Extract to read =
[start]

Are we going to see a decline in Reggie in 2013?

From 2007, the go-to receiver on the Colt offense has consistently been the great Reggie Wayne. Since the start of 2004, whether it has been Peyton Manning, Andrew Luck...or even the likes of Dan Orlovsky and (*yawn*) Curtis Painter under the helm in Indy, Wayne has always been the integral part of a high-flying Colt passing attack.

The 6 time Pro Bowl reaches 35 in November, and I think he will not be the go-to guy anymore. Conventional numbers point to a stellar showing in 2013, as he eclipsed the 80 yard mark 9 times (the highlight being a 212 yard show against a very solid Green Bay defense, in which he boasted a very high Win Probability Added).

[end]

Tasks to complete =
• a. Transcribe the post about Reggie Wayne from "From 2007, the" up to and including "Colt passing attack.".
• b. Write the next part of the post about Reggie Wayne, picking up right after its last sentence.
The items after this text are not needed.

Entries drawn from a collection
[start]

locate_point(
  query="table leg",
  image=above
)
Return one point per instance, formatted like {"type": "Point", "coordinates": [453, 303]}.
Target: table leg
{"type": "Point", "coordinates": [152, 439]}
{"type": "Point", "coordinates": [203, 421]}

[end]

Answers in order =
• a.
From 2007, the go-to receiver on the Colt offense has consistently been the great Reggie Wayne. Since the start of 2004, whether it has been Peyton Manning, Andrew Luck...or even the likes of Dan Orlovsky and (*yawn*) Curtis Painter under the helm in Indy, Wayne has always been the integral part of a high-flying Colt passing attack.

• b.
Luck, however, gave Wayne 195 targets(second most of any wideouts). This showed that Luck had enormous trust in Wayne and it also shows that Wayne's production line may be a bit inflated. This is reflected in advanced stats, as Reggie has gone from the 6 ranked receiver in 2009 with a catch rate of 67%, to ranked 23 in 2010 with a catch rate of 63%, to rank 31 in 2011 with a catch rate of 57% and then to finally number 40 with a catch rate of 55%. It's understandable to see a decline such as this, as age catches up with WRs. Wayne will go down as one of the elites as he has played at a very high standard on a position that has a short career span.

However, the future is now and things are about to change..and the future also looks very bright for the Indianapolis Colts.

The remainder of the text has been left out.